ESTRATTO:
Ritardi e lavori ancora in corso nelle strutture di Gjader e al porto di Shengjin mentre vengono ridotte a un terzo le stime di 3.000 arrivi al mese. E l'opposizione attacca

"Ndal! Zonë ushtarake”. Il cartello circondato dal filo spinato recita in albanese “Stop! Zona militare”. Così si presenta Gjader, ex base militare, 70 chilometri a Nord di Tirana. Qui sta sorgendo uno dei due centri di accoglienza per migranti previsti dal controverso protocollo tra Italia e l’Albania. L’altro centro si trova poco più a Sud all’interno del porto di Shengjin. L’accordo firmato dalla premier Meloni e dal primo ministro Rama lo scorso novembre a Roma prevede ogni anno nel paese dei Balcani l’arrivo di 36.000 migranti recuperati dalle navi italiane. I lavori sono iniziati in primavera e dopo numerosi ritardi, forti critiche e costi lievitati (si sfiora il miliardo di euro) l’operazione sarebbe pronta a partire. Quando visitiamo i due siti siamo i primi giornalisti. Superato il primo check point arriviamo all’ingresso di un’area da 70.000 metri quadrati. La costruzione procede a rilento e Meloni, dicono, sia «furiosa»: si sta giocando la reputazione. Ci sono stati già tre rinvii. «Colpa del caldo e del terreno difficile, ma ormai ci siamo», taglia corto all’ingresso l’Ambasciatore d’Italia in Albania Fabrizio Bucci.

 

Accatastati sul terreno, decine di infissi nuovi di zecca. Porte, finestre, pareti divisorie, tutto ancora imballato. La montagna che sovrasta l’area sta andando a fuoco e siamo immersi nel fumo. «C’era un incendio che però è stato domato, merito di due nostri canadair», rassicura l’Ambasciatore Bucci. Prima di entrare, il responsabile della sicurezza ci ferma per illustrare le regole da seguire. «Il cantiere è ancora attivo», spiega. Superato il pesante cancello, e accompagnati da alcune delle centinaia di agenti dell’unità interforze impiegata sul posto (Polizia di Stato, carabinieri, Guardia di finanza e Polizia penitenziaria), seguiamo un sentiero, l’unico minimamente asfaltato, e superiamo ruspe, mezzi pesanti e prefabbricati smontati. La prima delle tre zone attese a Gjader è quella che ospiterà i richiedenti asilo a cui viene applicata la procedura accelerata di frontiera. La prefettura di Roma (da remoto) avrà 28 giorni per valutare le domande. Riusciamo a vedere le stanze che ospiteranno i migranti: 15 metri quadrati per 4 persone. L’interno è spoglio e l’elettricità non ancora collegata. Nell’area docce ci sono indicazioni tradotte in italiano, inglese e francese. Poco distante, il centro per il rimpatrio e infine un mini-penitenziario dipinto di blu con porte e finestre blindate.

QUESITI:
**A.** Secondo l'articolo sui centri per migranti in Albania, quanto misurano le stanze destinate ai migranti e quante persone vi saranno ospitate?
**B.** Continui l'articolo sui centri per migranti in Albania a partire dall'ultima frase riportata.
Le righe successive non hanno alcuna attinenza con quanto richiesto.

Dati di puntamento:
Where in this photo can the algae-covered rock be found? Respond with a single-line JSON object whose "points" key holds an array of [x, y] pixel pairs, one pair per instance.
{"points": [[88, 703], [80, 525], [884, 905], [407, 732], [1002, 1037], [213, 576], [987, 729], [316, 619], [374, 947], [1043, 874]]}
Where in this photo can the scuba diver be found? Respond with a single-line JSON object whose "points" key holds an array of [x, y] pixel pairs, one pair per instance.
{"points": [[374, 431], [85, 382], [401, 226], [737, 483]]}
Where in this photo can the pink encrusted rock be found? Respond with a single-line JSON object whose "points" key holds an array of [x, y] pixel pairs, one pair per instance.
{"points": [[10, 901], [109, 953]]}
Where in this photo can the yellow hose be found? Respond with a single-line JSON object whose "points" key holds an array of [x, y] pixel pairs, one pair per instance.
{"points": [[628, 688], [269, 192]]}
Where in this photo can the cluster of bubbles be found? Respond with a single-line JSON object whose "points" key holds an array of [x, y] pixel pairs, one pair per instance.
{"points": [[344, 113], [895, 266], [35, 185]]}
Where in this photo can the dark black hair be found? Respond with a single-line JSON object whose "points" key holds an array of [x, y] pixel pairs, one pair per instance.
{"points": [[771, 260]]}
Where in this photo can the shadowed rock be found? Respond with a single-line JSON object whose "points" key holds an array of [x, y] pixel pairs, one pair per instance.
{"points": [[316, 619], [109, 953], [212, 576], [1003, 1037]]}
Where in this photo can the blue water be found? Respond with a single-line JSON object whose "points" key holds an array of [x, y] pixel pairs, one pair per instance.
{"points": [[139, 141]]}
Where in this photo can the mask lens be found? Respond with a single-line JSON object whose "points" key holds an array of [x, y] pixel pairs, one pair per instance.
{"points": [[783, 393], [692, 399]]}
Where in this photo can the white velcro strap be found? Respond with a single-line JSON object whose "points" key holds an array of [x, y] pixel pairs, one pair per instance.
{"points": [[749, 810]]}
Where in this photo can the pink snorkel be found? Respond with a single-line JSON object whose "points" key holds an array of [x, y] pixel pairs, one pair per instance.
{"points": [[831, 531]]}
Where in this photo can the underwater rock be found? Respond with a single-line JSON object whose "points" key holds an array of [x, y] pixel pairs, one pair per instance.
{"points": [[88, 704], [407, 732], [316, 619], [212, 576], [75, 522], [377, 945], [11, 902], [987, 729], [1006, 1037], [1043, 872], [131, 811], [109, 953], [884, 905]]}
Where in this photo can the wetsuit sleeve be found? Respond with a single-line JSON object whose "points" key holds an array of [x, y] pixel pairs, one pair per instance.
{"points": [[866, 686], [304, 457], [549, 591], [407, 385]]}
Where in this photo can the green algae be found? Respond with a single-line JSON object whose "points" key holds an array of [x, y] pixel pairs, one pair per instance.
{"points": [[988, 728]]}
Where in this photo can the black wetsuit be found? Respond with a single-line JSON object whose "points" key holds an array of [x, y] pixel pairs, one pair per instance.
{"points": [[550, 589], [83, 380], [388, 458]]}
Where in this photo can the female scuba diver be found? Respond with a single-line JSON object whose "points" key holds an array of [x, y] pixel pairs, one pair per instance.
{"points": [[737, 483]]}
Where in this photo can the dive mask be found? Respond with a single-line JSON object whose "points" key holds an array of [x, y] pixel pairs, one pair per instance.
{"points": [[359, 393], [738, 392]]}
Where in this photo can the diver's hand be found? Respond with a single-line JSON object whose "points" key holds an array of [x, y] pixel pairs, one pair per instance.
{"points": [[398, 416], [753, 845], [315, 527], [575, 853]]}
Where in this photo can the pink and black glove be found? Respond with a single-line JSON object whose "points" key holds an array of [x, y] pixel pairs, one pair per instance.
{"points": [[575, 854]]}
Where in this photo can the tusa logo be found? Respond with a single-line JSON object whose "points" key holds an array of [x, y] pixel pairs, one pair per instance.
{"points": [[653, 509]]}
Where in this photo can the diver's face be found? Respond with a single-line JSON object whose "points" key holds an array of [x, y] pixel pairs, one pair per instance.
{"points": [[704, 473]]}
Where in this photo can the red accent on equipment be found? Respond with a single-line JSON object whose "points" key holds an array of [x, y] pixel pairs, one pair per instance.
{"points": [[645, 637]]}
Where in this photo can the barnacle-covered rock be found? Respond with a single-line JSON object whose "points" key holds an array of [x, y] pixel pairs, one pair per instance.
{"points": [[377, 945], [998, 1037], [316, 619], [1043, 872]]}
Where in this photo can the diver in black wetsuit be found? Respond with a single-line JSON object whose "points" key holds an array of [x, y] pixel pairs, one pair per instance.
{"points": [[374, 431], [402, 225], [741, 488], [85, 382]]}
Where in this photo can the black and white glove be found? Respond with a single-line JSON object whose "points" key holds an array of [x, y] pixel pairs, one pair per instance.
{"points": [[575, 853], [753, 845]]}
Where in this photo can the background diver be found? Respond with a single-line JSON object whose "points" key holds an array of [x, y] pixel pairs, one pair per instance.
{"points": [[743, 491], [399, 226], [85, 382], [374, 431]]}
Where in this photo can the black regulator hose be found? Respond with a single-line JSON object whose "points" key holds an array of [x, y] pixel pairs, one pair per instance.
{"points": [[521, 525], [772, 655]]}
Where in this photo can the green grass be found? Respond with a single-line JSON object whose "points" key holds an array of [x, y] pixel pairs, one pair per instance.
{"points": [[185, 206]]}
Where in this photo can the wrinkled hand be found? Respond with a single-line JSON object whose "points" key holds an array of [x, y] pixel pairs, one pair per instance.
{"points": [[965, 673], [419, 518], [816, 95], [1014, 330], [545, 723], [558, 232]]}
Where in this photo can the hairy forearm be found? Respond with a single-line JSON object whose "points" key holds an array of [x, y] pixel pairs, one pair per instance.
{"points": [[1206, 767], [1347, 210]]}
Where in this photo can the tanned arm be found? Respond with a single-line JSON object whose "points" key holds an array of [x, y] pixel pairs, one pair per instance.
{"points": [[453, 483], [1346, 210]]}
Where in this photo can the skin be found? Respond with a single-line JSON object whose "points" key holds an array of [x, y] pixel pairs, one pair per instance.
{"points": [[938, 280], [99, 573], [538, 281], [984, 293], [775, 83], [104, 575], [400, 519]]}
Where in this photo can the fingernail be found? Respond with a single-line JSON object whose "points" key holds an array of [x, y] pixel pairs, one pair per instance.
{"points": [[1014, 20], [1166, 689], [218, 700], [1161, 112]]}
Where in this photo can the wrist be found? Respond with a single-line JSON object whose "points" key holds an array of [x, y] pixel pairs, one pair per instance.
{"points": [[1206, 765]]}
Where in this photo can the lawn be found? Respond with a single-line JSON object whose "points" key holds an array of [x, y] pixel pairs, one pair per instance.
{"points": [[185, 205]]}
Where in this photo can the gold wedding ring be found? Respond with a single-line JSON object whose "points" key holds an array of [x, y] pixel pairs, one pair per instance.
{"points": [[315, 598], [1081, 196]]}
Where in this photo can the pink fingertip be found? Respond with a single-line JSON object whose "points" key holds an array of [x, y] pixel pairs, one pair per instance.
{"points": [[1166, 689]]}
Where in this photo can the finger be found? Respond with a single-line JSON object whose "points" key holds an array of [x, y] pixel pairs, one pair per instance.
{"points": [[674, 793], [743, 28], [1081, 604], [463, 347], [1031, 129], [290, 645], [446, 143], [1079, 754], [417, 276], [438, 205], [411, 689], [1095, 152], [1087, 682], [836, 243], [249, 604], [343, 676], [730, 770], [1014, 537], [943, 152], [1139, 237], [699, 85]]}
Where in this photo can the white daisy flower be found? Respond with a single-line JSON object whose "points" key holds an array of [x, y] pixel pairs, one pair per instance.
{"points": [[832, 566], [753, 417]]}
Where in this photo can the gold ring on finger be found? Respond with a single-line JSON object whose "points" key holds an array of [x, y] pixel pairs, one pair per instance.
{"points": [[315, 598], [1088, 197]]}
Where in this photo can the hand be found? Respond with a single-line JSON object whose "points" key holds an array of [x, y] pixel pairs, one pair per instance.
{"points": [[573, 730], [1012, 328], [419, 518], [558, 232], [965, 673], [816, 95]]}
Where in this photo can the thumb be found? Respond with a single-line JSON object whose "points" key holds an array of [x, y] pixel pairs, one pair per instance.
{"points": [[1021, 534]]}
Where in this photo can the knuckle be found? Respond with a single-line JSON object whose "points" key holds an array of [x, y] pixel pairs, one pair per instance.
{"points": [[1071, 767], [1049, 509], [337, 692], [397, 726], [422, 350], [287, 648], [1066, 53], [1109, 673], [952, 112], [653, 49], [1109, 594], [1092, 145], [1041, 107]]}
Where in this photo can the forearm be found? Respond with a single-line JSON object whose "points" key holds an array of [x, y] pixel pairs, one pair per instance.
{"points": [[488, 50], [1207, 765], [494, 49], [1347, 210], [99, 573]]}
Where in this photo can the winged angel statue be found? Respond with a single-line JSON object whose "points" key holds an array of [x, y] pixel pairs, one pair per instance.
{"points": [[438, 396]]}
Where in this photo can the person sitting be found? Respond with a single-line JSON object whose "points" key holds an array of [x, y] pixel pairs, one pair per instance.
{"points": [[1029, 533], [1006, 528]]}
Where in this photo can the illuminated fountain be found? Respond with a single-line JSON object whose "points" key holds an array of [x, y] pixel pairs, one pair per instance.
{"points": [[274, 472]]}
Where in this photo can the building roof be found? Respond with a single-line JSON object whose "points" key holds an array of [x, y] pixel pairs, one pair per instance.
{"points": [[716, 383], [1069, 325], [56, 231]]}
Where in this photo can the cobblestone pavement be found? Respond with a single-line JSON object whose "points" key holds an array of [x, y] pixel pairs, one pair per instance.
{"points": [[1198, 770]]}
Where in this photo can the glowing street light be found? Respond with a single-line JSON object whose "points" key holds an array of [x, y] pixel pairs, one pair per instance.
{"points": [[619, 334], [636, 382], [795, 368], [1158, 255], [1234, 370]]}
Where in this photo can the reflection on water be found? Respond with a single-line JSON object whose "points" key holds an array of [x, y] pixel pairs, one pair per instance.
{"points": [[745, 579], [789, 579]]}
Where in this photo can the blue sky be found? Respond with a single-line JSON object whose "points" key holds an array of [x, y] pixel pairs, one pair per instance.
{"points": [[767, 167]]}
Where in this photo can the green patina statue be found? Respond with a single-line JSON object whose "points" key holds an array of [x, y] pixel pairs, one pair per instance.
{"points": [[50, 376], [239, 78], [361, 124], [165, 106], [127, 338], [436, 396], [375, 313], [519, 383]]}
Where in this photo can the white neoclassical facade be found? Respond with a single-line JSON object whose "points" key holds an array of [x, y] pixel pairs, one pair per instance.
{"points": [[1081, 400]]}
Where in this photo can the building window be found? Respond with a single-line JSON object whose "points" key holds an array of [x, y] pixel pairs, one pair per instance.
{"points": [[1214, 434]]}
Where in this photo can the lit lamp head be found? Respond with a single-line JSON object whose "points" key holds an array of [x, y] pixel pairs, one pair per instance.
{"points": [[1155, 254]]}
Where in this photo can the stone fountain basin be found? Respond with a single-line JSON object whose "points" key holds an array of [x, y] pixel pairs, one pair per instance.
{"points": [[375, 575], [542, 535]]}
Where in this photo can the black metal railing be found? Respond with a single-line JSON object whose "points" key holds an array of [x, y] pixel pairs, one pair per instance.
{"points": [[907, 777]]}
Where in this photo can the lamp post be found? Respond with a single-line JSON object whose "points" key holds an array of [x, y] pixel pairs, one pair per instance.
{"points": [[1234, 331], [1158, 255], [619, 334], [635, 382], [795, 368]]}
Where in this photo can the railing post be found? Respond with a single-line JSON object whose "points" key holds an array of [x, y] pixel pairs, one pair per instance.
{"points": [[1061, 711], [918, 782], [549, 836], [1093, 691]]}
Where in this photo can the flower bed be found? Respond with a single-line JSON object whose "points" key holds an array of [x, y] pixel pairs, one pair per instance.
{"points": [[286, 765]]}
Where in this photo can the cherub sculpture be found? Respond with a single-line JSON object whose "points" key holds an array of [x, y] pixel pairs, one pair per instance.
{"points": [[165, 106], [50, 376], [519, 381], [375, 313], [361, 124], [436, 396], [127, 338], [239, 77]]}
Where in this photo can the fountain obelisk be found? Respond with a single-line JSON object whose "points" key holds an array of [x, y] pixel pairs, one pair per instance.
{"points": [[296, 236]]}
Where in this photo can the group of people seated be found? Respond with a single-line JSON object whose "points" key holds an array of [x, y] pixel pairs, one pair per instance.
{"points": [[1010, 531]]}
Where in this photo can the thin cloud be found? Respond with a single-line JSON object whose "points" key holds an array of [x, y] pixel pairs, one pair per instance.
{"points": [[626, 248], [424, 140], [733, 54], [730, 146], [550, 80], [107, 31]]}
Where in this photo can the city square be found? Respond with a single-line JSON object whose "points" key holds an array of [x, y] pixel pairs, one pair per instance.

RISPOSTE:
**A.** Ogni stanza misura 15 metri quadrati e ospiterà 4 persone.

**B.**
 

 

Il contesto ricorda il Piano Ruanda dei conservatori britannici, poi fallito e mai applicato. «Il paragone è inappropriato, le due idee sono diverse. Qui applichiamo la legge italiana, anche se siamo in Albania. E comunque la legislazione albanese è ormai equiparabile a quella europea», precisa l’Ambasciatore.

 

Nelle intenzioni del governo italiano, prima di raggiungere Gjader, i migranti dovrebbero sbarcare a Shengjin. Ci spostiamo quindi verso la costa, dove in un’area di 6.000 metri quadrati con 4 edifici a 2 piani protetti da un muro alto 5 metri avverrà lo screening iniziale e la prima identificazione. Il dirigente della Polizia di Stato Evandro Clementucci, a capo di Shengjin, ci aspetta nella sala di controllo dove si possono monitorare le 36 telecamere a circuito chiuso. Clementucci spiega che solo gli uomini single recuperati in acque internazionali arriveranno qui. Non chi viene salvato dalle navi delle Ong o chi riesce a raggiungere direttamente la costa italiana. Inoltre, solamente i cittadini di Paesi considerati sicuri dal governo (come Tunisia, Egitto, Algeria, Nigeria, Marocco e Bangladesh) potranno sperare in un’opportunità, perché, in caso di domanda respinta, almeno potranno essere rimpatriati, grazie agli accordi stipulati dalla premier Meloni nei mesi scorsi. L’accertamento delle nazionalità avverrà direttamente in mare, appena concluso il salvataggio, spiegano.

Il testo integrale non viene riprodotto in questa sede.